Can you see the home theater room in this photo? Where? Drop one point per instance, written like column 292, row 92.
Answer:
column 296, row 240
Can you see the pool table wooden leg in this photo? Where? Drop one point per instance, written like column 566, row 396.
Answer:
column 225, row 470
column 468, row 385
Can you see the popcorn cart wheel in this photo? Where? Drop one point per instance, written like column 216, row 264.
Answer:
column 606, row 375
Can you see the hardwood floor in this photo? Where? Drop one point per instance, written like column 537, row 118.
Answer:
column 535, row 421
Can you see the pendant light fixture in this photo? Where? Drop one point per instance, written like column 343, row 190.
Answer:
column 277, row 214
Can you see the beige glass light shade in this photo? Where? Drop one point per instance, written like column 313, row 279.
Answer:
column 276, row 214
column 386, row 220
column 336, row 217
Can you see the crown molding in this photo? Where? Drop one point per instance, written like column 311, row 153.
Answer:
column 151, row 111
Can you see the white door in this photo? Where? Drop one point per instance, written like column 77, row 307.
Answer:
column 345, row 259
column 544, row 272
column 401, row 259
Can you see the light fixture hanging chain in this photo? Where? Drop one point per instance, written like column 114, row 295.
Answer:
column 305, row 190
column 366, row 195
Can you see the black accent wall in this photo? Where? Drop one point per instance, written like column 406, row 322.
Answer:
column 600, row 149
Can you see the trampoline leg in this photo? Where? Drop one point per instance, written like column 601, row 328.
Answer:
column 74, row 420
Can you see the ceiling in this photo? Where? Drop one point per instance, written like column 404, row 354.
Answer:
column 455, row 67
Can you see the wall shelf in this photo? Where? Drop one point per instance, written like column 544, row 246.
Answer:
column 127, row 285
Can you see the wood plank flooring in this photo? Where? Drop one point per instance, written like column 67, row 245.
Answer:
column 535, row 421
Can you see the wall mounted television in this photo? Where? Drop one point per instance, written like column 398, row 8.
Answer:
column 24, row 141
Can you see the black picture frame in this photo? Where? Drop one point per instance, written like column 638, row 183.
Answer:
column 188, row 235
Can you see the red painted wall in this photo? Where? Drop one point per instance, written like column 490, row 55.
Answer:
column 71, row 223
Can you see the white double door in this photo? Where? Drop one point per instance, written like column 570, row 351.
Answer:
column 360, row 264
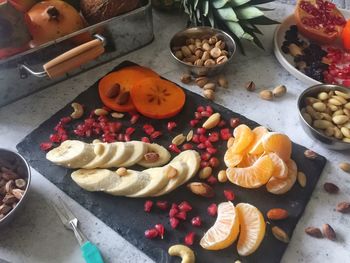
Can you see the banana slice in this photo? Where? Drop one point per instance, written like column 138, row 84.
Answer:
column 139, row 150
column 104, row 152
column 192, row 158
column 158, row 180
column 163, row 153
column 95, row 179
column 182, row 171
column 71, row 154
column 130, row 183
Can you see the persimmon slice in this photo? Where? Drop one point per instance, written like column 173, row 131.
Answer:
column 157, row 98
column 126, row 78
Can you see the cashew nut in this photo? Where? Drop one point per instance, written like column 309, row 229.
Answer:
column 182, row 251
column 78, row 110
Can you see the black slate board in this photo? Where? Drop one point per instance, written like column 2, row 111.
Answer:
column 126, row 215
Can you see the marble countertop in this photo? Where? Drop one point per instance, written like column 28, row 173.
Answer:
column 37, row 235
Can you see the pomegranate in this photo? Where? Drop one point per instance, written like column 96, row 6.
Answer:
column 52, row 19
column 319, row 20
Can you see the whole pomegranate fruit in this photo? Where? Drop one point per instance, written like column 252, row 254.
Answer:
column 319, row 20
column 52, row 19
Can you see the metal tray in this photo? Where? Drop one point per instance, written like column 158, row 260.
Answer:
column 28, row 72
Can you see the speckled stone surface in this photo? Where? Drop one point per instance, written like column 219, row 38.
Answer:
column 37, row 235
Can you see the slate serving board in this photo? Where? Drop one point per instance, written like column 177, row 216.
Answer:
column 126, row 215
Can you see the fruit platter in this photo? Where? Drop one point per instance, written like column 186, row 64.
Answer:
column 313, row 43
column 185, row 175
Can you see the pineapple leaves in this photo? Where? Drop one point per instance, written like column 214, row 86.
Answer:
column 248, row 12
column 227, row 14
column 220, row 3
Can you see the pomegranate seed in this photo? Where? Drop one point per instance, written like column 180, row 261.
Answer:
column 160, row 229
column 221, row 124
column 229, row 195
column 171, row 125
column 187, row 146
column 212, row 180
column 173, row 211
column 129, row 130
column 55, row 138
column 174, row 222
column 155, row 134
column 181, row 215
column 214, row 162
column 185, row 206
column 174, row 148
column 195, row 138
column 205, row 156
column 212, row 209
column 200, row 109
column 189, row 239
column 162, row 205
column 151, row 233
column 45, row 146
column 214, row 137
column 148, row 206
column 134, row 118
column 201, row 130
column 193, row 123
column 234, row 122
column 212, row 150
column 145, row 139
column 196, row 221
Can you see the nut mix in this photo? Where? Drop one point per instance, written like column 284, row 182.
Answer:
column 12, row 187
column 329, row 113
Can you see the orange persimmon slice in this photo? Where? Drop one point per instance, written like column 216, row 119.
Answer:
column 157, row 98
column 126, row 78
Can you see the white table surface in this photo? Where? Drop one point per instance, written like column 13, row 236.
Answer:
column 38, row 236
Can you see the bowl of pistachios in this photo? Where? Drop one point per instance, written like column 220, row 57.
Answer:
column 203, row 51
column 325, row 114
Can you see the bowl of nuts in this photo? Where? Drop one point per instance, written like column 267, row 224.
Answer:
column 325, row 113
column 14, row 184
column 204, row 51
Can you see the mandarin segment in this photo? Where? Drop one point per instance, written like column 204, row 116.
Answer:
column 254, row 176
column 225, row 229
column 280, row 186
column 252, row 229
column 278, row 143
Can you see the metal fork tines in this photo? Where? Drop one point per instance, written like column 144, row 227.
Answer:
column 69, row 220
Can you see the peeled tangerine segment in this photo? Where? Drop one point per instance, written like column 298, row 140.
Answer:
column 280, row 186
column 254, row 176
column 252, row 229
column 278, row 143
column 243, row 138
column 225, row 229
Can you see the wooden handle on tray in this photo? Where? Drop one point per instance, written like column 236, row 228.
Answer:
column 74, row 58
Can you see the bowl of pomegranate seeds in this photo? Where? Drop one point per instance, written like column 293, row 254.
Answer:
column 15, row 179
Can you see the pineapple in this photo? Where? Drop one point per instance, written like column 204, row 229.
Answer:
column 236, row 17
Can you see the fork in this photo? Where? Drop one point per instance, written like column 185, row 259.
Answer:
column 90, row 252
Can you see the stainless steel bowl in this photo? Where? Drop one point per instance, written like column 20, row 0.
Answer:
column 179, row 39
column 328, row 142
column 23, row 170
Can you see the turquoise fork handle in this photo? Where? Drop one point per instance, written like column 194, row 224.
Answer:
column 91, row 253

###

**What is expected**
Render every line of the items above as a JSON list of strings, one string per line and no blank lines. Leave the pictures out of the answer.

**Solution to this exercise**
[
  "Can you see the home theater room in this photo? Where? Drop one point per instance, written like column 292, row 92.",
  "Answer:",
  "column 296, row 240",
  "Can you see the pool table wooden leg in this photo? Where? Drop one point per instance, written like column 566, row 396.",
  "Answer:",
  "column 225, row 470",
  "column 468, row 385",
  "Can you see the popcorn cart wheel in this photo? Where? Drop one point per instance, written like column 216, row 264.",
  "Answer:",
  "column 606, row 375",
  "Can you see the hardwood floor in this photo? Where? Drop one point per instance, written like column 537, row 118.",
  "Answer:",
  "column 535, row 421",
  "Can you see the pendant light fixture in this photo? Where? Drop one point per instance, written like column 343, row 190.",
  "Answer:",
  "column 277, row 214",
  "Can you see the beige glass light shade in this photo? Where? Drop one point per instance, written like column 313, row 279.",
  "Answer:",
  "column 276, row 214",
  "column 386, row 220",
  "column 336, row 217",
  "Can you see the crown molding in this photo? Where? Drop one point per instance, written like column 311, row 153.",
  "Answer:",
  "column 151, row 111",
  "Can you see the white door in this photo? Where? Drop one point per instance, written like column 77, row 307.",
  "Answer:",
  "column 345, row 259",
  "column 544, row 272",
  "column 401, row 259",
  "Can you see the light fixture hanging chain in this photo? Where? Drop one point per instance, written like column 114, row 295.",
  "Answer:",
  "column 305, row 190",
  "column 366, row 195",
  "Can you see the black accent wall in this photo? Where? Drop one point per instance, written like column 406, row 322.",
  "Answer:",
  "column 600, row 149",
  "Can you see the trampoline leg in this photo? Where? Drop one point per instance, written like column 601, row 328.",
  "Answer:",
  "column 74, row 420",
  "Can you see the ceiling in this photo? Where? Drop one point per instance, written like column 404, row 354.",
  "Answer:",
  "column 455, row 67",
  "Can you see the wall shelf in this photo? Where? Drop one point per instance, written like column 544, row 246.",
  "Answer:",
  "column 127, row 285",
  "Can you see the wood plank flooring in this photo? Where? Drop one point per instance, written like column 67, row 245.",
  "Answer:",
  "column 535, row 421",
  "Can you see the wall mounted television in this photo? Where? Drop one point per instance, written like column 398, row 8.",
  "Answer:",
  "column 24, row 141",
  "Can you see the black picture frame in this photo? Where? Drop one point per instance, written like column 638, row 183.",
  "Answer:",
  "column 188, row 235",
  "Can you see the red painted wall in this photo? Where? Drop one point per instance, written like column 490, row 55.",
  "Answer:",
  "column 71, row 223",
  "Can you see the white double door in this photo? Where? Drop one point per instance, written like column 570, row 351.",
  "Answer:",
  "column 360, row 264",
  "Can you see the banana slice in this photo? Where? Drop one point per instance, written like column 138, row 84.",
  "Answer:",
  "column 139, row 150",
  "column 104, row 152",
  "column 192, row 158",
  "column 158, row 180",
  "column 163, row 153",
  "column 95, row 179",
  "column 182, row 171",
  "column 71, row 154",
  "column 130, row 183",
  "Can you see the persimmon slice in this photo? Where? Drop one point per instance, written like column 173, row 131.",
  "Answer:",
  "column 157, row 98",
  "column 126, row 78",
  "Can you see the cashew nut in this photo? Where? Drop one point per instance, written like column 309, row 229.",
  "Answer:",
  "column 182, row 251",
  "column 78, row 110",
  "Can you see the black slate board in this photo? Where? Drop one point per instance, written like column 2, row 111.",
  "Answer:",
  "column 126, row 215",
  "Can you see the marble countertop in this photo? Where? Drop one point per instance, written like column 28, row 173.",
  "Answer:",
  "column 37, row 235",
  "Can you see the pomegranate in this photo? Where? Drop one point per instance, written like column 96, row 6.",
  "Answer:",
  "column 52, row 19",
  "column 319, row 20",
  "Can you see the whole pomegranate fruit in this photo? Where? Drop one point per instance, written like column 252, row 254.",
  "Answer:",
  "column 319, row 20",
  "column 52, row 19",
  "Can you see the metal tray in this photo? Where? Drop one point per instance, written like column 158, row 260.",
  "Answer:",
  "column 28, row 72",
  "Can you see the speckled stone surface in this photo? Where? Drop one point per instance, written like column 219, row 38.",
  "Answer:",
  "column 37, row 235",
  "Can you see the slate serving board in this photo? Where? Drop one point per instance, written like column 177, row 216.",
  "Answer:",
  "column 126, row 215",
  "Can you see the fruit platter in this photo? Where? Drop one point per instance, written like column 186, row 64.",
  "Answer:",
  "column 313, row 43",
  "column 185, row 175",
  "Can you see the pineapple leaves in this photo? Where? Drop one point per instance, written like column 214, row 86.",
  "Answer:",
  "column 248, row 12",
  "column 227, row 14",
  "column 220, row 3",
  "Can you see the pomegranate seed in this photo? Where? Drop one point per instance, written like column 180, row 261.",
  "Answer:",
  "column 160, row 229",
  "column 221, row 124",
  "column 229, row 195",
  "column 171, row 125",
  "column 187, row 146",
  "column 212, row 180",
  "column 173, row 211",
  "column 129, row 130",
  "column 55, row 138",
  "column 174, row 222",
  "column 155, row 134",
  "column 181, row 215",
  "column 214, row 162",
  "column 185, row 206",
  "column 174, row 148",
  "column 195, row 138",
  "column 205, row 156",
  "column 212, row 209",
  "column 200, row 109",
  "column 189, row 239",
  "column 162, row 205",
  "column 151, row 233",
  "column 45, row 146",
  "column 214, row 137",
  "column 148, row 206",
  "column 134, row 118",
  "column 201, row 130",
  "column 193, row 123",
  "column 234, row 122",
  "column 212, row 150",
  "column 145, row 139",
  "column 196, row 221",
  "Can you see the nut mix in this photo? Where? Drop one point per instance, written like column 284, row 182.",
  "Answer:",
  "column 12, row 187",
  "column 329, row 113",
  "Can you see the orange persimmon slice in this photo? Where? Drop one point per instance, written like column 216, row 119.",
  "Answer:",
  "column 157, row 98",
  "column 126, row 78",
  "Can you see the white table surface in this photo? Where? Drop one point per instance, written like column 13, row 236.",
  "Answer:",
  "column 38, row 236",
  "Can you see the bowl of pistachios in this photo? Where? Drop one point per instance, written like column 220, row 57.",
  "Answer:",
  "column 203, row 51",
  "column 325, row 114",
  "Can you see the bowl of nuts in this photo? Where? Drop one point per instance, written like column 267, row 224.",
  "Answer:",
  "column 325, row 113",
  "column 14, row 184",
  "column 204, row 51",
  "Can you see the mandarin segment in this photo? Where? Drop one point per instance, written like column 204, row 116.",
  "Answer:",
  "column 254, row 176",
  "column 225, row 229",
  "column 280, row 186",
  "column 252, row 229",
  "column 278, row 143",
  "Can you see the metal fork tines in this photo? Where? Drop one point per instance, written like column 144, row 227.",
  "Answer:",
  "column 69, row 220",
  "Can you see the peeled tangerine segment in this photo? Where? Drop one point per instance, written like column 298, row 140.",
  "Answer:",
  "column 280, row 186",
  "column 254, row 176",
  "column 252, row 229",
  "column 278, row 143",
  "column 243, row 138",
  "column 225, row 229",
  "Can you see the wooden handle on tray in this photo? Where? Drop one point per instance, written like column 236, row 228.",
  "Answer:",
  "column 74, row 58",
  "Can you see the bowl of pomegranate seeds in this photo? Where? Drop one point per instance, written like column 293, row 254.",
  "Answer:",
  "column 15, row 179",
  "Can you see the pineapple in this photo? Where? Drop one point per instance, written like column 204, row 229.",
  "Answer:",
  "column 236, row 17",
  "Can you see the fork in this photo? Where? Drop one point per instance, written like column 185, row 259.",
  "Answer:",
  "column 90, row 252",
  "Can you see the stainless steel bowl in this photo? Where? Drop one point per instance, written like column 20, row 0.",
  "Answer:",
  "column 179, row 39",
  "column 328, row 142",
  "column 23, row 170",
  "Can you see the turquoise fork handle in this photo? Where? Drop one point per instance, written like column 194, row 224.",
  "Answer:",
  "column 91, row 253"
]